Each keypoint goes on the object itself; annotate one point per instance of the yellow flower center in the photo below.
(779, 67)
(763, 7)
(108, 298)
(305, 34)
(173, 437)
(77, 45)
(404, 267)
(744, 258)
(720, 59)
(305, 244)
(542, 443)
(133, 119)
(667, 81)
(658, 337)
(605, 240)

▶ [What is needed]:
Give back the entries exactly. Omit none of them.

▶ [Answer]:
Each keypoint goes on the object itself; annotate one point per instance of the yellow flower center in the photo below.
(779, 67)
(763, 7)
(108, 298)
(305, 34)
(173, 437)
(77, 45)
(404, 267)
(744, 258)
(720, 59)
(305, 244)
(542, 443)
(133, 119)
(667, 81)
(658, 337)
(605, 240)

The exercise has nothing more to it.